— Begin INPUT ROWS —

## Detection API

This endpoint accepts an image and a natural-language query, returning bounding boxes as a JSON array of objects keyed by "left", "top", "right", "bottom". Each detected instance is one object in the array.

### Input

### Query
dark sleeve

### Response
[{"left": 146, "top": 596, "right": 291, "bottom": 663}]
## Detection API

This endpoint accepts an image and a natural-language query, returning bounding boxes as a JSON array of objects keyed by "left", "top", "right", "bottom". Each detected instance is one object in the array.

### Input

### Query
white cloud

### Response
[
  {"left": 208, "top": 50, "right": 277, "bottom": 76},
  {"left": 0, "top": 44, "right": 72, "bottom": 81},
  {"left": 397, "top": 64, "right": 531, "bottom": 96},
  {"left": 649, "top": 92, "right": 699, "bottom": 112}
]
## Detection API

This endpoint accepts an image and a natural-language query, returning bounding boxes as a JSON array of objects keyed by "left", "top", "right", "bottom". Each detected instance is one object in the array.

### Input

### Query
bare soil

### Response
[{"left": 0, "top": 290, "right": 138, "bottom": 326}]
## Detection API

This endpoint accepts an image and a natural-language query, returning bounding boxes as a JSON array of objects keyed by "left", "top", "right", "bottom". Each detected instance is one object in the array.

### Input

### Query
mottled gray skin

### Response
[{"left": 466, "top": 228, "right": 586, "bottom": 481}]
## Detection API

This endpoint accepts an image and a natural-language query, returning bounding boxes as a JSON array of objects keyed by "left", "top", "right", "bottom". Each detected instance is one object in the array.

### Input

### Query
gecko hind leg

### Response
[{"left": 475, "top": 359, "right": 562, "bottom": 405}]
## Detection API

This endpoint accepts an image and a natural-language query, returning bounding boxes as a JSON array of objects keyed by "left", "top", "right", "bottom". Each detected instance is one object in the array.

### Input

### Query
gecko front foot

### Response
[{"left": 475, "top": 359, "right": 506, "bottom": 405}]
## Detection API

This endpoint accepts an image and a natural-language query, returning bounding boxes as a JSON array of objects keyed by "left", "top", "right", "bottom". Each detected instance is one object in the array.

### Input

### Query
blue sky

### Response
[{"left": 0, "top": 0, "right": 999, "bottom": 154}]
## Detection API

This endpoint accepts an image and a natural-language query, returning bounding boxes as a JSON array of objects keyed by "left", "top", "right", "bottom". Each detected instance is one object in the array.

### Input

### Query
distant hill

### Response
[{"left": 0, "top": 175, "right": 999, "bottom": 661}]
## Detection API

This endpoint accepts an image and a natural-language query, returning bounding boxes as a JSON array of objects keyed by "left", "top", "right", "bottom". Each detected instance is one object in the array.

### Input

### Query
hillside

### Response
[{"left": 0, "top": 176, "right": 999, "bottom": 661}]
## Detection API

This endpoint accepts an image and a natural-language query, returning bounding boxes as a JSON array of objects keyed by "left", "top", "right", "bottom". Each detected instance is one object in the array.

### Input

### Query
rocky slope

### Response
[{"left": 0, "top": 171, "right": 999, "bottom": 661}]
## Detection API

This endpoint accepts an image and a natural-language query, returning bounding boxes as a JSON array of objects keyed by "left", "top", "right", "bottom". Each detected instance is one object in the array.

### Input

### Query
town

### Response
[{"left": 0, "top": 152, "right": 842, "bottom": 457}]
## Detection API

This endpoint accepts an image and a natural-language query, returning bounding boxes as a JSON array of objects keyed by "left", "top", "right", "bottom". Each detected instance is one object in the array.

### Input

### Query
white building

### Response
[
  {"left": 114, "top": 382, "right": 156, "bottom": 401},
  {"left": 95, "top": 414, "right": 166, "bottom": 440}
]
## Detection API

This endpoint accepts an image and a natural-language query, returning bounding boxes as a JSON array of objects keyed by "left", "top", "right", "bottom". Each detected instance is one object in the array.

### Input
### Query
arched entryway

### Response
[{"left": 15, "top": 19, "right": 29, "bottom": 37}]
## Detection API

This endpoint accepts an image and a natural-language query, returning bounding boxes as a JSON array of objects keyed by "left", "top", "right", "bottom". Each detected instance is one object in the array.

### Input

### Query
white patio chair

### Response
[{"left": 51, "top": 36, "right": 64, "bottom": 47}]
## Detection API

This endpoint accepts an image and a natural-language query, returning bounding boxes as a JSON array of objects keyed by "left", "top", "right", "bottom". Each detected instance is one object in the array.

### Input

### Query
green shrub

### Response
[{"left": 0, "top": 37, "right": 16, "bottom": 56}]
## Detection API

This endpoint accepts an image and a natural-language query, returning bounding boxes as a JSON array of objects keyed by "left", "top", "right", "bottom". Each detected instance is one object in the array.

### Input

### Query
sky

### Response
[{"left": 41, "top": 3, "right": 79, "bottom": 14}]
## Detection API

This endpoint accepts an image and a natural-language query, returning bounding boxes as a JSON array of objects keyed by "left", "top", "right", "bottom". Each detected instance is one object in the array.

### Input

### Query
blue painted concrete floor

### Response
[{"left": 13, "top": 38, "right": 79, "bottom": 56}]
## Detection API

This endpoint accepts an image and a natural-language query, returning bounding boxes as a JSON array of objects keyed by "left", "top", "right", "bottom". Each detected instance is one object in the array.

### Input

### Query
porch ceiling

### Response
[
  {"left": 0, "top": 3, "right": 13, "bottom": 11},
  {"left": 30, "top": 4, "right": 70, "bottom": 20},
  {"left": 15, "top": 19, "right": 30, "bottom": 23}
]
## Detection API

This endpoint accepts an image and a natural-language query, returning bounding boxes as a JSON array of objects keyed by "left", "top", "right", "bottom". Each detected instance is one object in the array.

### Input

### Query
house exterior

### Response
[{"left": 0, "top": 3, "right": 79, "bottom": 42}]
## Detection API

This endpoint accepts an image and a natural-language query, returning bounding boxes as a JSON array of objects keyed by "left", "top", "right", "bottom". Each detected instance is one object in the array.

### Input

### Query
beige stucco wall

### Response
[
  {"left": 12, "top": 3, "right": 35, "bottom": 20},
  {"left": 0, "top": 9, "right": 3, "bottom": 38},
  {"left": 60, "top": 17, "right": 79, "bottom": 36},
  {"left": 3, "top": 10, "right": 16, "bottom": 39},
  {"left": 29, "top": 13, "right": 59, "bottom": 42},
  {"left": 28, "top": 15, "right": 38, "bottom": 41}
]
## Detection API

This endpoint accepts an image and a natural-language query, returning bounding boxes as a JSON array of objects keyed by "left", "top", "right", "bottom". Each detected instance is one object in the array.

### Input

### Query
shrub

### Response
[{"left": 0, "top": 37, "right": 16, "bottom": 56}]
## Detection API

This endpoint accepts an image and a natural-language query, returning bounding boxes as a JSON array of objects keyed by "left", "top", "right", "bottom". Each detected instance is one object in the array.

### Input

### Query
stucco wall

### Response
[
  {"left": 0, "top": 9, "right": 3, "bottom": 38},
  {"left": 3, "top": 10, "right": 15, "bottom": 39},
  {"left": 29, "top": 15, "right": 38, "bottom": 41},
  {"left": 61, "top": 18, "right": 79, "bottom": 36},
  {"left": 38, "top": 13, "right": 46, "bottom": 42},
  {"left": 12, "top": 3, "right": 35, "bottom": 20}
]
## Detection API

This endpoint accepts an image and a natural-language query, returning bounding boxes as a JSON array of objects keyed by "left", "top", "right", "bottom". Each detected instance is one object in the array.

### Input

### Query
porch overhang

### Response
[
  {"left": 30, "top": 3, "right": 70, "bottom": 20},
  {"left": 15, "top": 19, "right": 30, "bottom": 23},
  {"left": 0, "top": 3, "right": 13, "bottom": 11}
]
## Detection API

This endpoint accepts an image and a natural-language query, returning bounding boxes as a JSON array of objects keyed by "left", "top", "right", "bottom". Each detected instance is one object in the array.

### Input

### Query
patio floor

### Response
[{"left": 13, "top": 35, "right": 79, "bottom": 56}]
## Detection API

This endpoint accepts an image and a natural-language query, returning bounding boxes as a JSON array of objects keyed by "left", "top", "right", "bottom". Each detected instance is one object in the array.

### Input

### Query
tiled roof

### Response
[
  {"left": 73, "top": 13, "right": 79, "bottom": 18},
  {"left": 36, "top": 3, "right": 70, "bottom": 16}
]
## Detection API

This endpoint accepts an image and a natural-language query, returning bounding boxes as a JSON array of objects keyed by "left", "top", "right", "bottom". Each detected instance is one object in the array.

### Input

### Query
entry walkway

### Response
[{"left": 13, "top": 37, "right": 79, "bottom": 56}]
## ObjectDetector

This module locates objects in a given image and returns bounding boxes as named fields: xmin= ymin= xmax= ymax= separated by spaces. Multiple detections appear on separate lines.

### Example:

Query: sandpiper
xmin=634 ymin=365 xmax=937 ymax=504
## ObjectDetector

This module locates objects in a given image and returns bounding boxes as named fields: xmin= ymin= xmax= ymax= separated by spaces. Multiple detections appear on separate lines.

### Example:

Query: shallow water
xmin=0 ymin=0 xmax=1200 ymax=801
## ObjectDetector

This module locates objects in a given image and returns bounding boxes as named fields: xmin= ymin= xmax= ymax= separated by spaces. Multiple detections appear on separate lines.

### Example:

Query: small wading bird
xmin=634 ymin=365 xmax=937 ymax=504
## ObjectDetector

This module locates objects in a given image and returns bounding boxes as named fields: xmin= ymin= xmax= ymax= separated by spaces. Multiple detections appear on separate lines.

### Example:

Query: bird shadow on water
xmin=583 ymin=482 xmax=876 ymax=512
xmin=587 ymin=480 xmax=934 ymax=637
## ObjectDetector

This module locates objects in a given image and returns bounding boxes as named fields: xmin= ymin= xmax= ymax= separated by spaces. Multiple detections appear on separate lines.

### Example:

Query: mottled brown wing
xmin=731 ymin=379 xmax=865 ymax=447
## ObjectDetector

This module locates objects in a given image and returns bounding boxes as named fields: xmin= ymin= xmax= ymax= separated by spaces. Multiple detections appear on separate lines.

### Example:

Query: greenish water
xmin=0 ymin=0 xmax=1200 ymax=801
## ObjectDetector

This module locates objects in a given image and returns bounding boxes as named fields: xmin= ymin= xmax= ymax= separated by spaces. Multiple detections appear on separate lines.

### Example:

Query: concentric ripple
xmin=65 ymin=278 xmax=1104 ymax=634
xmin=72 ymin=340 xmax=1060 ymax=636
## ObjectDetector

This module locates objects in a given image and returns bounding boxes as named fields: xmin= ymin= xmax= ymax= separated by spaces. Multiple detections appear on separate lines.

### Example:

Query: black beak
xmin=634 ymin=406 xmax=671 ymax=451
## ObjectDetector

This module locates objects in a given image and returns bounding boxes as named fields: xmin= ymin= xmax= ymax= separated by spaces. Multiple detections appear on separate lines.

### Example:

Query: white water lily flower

— End INPUT ROWS —

◆ WHAT IS ASKED:
Which lines in the rows above contain the word "blue"? Show each of them in full; matching is case-sensitive.

◆ OUTPUT OF THE EXERCISE:
blue sky
blue painted concrete floor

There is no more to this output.